AIM —
Set out every line of the records below as a Markdown table with the columns "Index" and "Text", numbering the rows in order and omitting any blank lines.

DATA FOR PROCESSING —
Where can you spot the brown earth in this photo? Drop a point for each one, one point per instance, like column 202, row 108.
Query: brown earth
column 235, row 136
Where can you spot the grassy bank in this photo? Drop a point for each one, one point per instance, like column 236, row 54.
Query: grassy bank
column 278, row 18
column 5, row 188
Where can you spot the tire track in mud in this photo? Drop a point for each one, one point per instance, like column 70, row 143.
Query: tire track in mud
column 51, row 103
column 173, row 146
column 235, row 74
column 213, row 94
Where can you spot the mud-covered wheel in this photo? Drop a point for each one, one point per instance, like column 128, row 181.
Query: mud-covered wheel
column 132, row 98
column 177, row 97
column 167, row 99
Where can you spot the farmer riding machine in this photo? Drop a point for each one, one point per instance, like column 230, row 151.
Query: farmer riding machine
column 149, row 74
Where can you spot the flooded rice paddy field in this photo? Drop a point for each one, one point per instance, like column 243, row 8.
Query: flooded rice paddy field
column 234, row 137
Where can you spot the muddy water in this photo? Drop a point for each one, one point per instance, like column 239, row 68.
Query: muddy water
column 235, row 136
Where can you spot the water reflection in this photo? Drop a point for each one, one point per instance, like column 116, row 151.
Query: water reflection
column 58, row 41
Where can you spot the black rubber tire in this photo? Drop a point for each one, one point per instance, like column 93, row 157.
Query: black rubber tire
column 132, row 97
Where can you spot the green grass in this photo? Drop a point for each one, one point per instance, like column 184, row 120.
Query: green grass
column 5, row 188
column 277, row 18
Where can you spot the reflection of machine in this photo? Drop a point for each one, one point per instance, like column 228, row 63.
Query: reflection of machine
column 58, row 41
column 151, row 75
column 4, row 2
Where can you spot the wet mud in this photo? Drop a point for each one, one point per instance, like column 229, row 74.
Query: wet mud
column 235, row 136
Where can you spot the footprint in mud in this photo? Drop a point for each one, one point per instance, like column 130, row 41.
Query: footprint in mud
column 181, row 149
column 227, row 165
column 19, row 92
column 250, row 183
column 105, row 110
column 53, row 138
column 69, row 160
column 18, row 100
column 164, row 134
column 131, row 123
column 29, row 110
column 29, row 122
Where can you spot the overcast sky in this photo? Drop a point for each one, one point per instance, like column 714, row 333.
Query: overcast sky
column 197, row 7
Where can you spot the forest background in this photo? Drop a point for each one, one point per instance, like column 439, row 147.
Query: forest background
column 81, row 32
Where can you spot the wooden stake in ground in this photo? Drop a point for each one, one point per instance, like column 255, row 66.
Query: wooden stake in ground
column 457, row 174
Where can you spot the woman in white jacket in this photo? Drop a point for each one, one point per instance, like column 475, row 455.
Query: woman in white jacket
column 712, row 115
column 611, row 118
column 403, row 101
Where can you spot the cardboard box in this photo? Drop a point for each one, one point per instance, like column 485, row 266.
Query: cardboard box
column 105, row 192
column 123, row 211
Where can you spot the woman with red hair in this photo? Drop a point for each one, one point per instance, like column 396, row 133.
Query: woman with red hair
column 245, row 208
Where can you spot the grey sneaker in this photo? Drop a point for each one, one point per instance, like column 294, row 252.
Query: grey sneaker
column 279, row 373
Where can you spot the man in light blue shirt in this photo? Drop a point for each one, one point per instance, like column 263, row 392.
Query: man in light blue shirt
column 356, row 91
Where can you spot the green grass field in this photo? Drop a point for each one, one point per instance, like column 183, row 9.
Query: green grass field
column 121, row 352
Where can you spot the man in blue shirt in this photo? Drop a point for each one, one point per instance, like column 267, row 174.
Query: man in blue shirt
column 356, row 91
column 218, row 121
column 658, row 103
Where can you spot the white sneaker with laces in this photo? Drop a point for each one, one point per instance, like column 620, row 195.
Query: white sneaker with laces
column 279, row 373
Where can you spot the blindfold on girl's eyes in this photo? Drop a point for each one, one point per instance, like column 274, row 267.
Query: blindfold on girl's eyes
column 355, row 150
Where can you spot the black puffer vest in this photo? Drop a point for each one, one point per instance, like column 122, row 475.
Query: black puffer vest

RESPONSE —
| Index | Text |
|---|---|
| 1 | Where can you spot the brown earth in this photo? Drop a point for each one, one point per instance, like column 202, row 108. |
| 2 | Query: brown earth |
| 3 | column 235, row 136 |
| 4 | Where can you spot the grassy bank in this photo? Drop a point for each one, one point per instance, like column 236, row 54. |
| 5 | Query: grassy bank |
| 6 | column 278, row 18 |
| 7 | column 5, row 188 |
| 8 | Where can you spot the tire track in mud in this photo? Drop a point for each one, one point per instance, like column 70, row 143. |
| 9 | Query: tire track in mud |
| 10 | column 51, row 103 |
| 11 | column 173, row 146 |
| 12 | column 235, row 74 |
| 13 | column 213, row 94 |
| 14 | Where can you spot the mud-covered wheel in this photo? Drop a point for each one, one point per instance, like column 128, row 181. |
| 15 | Query: mud-covered wheel |
| 16 | column 132, row 98 |
| 17 | column 177, row 97 |
| 18 | column 167, row 99 |
| 19 | Where can you spot the farmer riding machine in this photo? Drop a point for each one, one point per instance, like column 230, row 151. |
| 20 | Query: farmer riding machine |
| 21 | column 149, row 74 |
| 22 | Where can you spot the flooded rice paddy field in this photo? Drop a point for each one, one point per instance, like column 243, row 8. |
| 23 | Query: flooded rice paddy field |
| 24 | column 234, row 137 |
| 25 | Where can you spot the muddy water in this photo? Drop a point for each one, one point per instance, like column 239, row 68. |
| 26 | Query: muddy water |
| 27 | column 235, row 136 |
| 28 | Where can you spot the water reflection in this photo? Drop a point for each one, one point per instance, like column 116, row 151. |
| 29 | Query: water reflection |
| 30 | column 58, row 41 |
| 31 | Where can you spot the black rubber tire in this photo? Drop a point for each one, one point per instance, like column 93, row 157. |
| 32 | Query: black rubber tire |
| 33 | column 132, row 97 |
| 34 | Where can you spot the green grass in this photo? Drop a point for each one, one point per instance, like column 184, row 120. |
| 35 | Query: green grass |
| 36 | column 5, row 188 |
| 37 | column 277, row 18 |
| 38 | Where can you spot the reflection of machine in this photo? Drop a point for each one, one point per instance, like column 228, row 63. |
| 39 | Query: reflection of machine |
| 40 | column 58, row 41 |
| 41 | column 151, row 75 |
| 42 | column 4, row 2 |
| 43 | Where can you spot the wet mud in this photo? Drop a point for each one, one point per instance, like column 229, row 74. |
| 44 | Query: wet mud |
| 45 | column 235, row 136 |
| 46 | Where can you spot the footprint in mud in this photo? Drop a point for each one, one point per instance, like column 130, row 41. |
| 47 | Query: footprint in mud |
| 48 | column 181, row 149 |
| 49 | column 227, row 165 |
| 50 | column 19, row 92 |
| 51 | column 250, row 183 |
| 52 | column 105, row 110 |
| 53 | column 53, row 138 |
| 54 | column 69, row 160 |
| 55 | column 18, row 100 |
| 56 | column 164, row 134 |
| 57 | column 131, row 123 |
| 58 | column 29, row 110 |
| 59 | column 29, row 122 |
| 60 | Where can you spot the overcast sky in this photo? Drop a point for each one, one point per instance, like column 714, row 333. |
| 61 | Query: overcast sky |
| 62 | column 197, row 7 |
| 63 | Where can you spot the forest background in this photo? Drop a point for each one, one point per instance, like column 439, row 147. |
| 64 | Query: forest background |
| 65 | column 81, row 32 |
| 66 | Where can you spot the wooden stake in ground in this photo? Drop a point for each one, one point per instance, like column 255, row 66. |
| 67 | Query: wooden stake in ground |
| 68 | column 457, row 174 |
| 69 | Where can you spot the woman in white jacket in this photo? Drop a point for each one, one point per instance, like column 475, row 455. |
| 70 | Query: woman in white jacket |
| 71 | column 712, row 115 |
| 72 | column 611, row 118 |
| 73 | column 403, row 101 |
| 74 | Where can you spot the cardboard box in this photo? Drop a point for each one, one point per instance, like column 485, row 266. |
| 75 | Query: cardboard box |
| 76 | column 105, row 192 |
| 77 | column 123, row 211 |
| 78 | Where can you spot the woman with red hair in this photo? Drop a point for each one, one point per instance, like column 396, row 133. |
| 79 | Query: woman with red hair |
| 80 | column 245, row 208 |
| 81 | Where can you spot the grey sneaker in this photo? Drop a point for each one, one point per instance, like column 294, row 252. |
| 82 | Query: grey sneaker |
| 83 | column 279, row 373 |
| 84 | Where can you spot the man in light blue shirt in this photo? Drop a point for each one, one point per instance, like column 263, row 392. |
| 85 | Query: man in light blue shirt |
| 86 | column 356, row 91 |
| 87 | Where can you spot the green grass field in this photo? Drop a point for each one, one point per instance, like column 183, row 9. |
| 88 | Query: green grass field |
| 89 | column 121, row 352 |
| 90 | Where can you spot the man in blue shirt in this photo? Drop a point for each one, one point per instance, like column 267, row 174. |
| 91 | Query: man in blue shirt |
| 92 | column 356, row 91 |
| 93 | column 218, row 121 |
| 94 | column 658, row 103 |
| 95 | Where can you spot the white sneaker with laces in this photo? Drop a point for each one, one point per instance, like column 620, row 195. |
| 96 | Query: white sneaker with laces |
| 97 | column 279, row 373 |
| 98 | Where can you spot the blindfold on girl's eyes in this photo? Drop a point for each one, one point per instance, like column 274, row 267. |
| 99 | Query: blindfold on girl's eyes |
| 100 | column 355, row 150 |
| 101 | Where can you spot the black puffer vest in this photo? Drop a point for each one, one point per instance, like column 122, row 475. |
| 102 | Query: black puffer vest |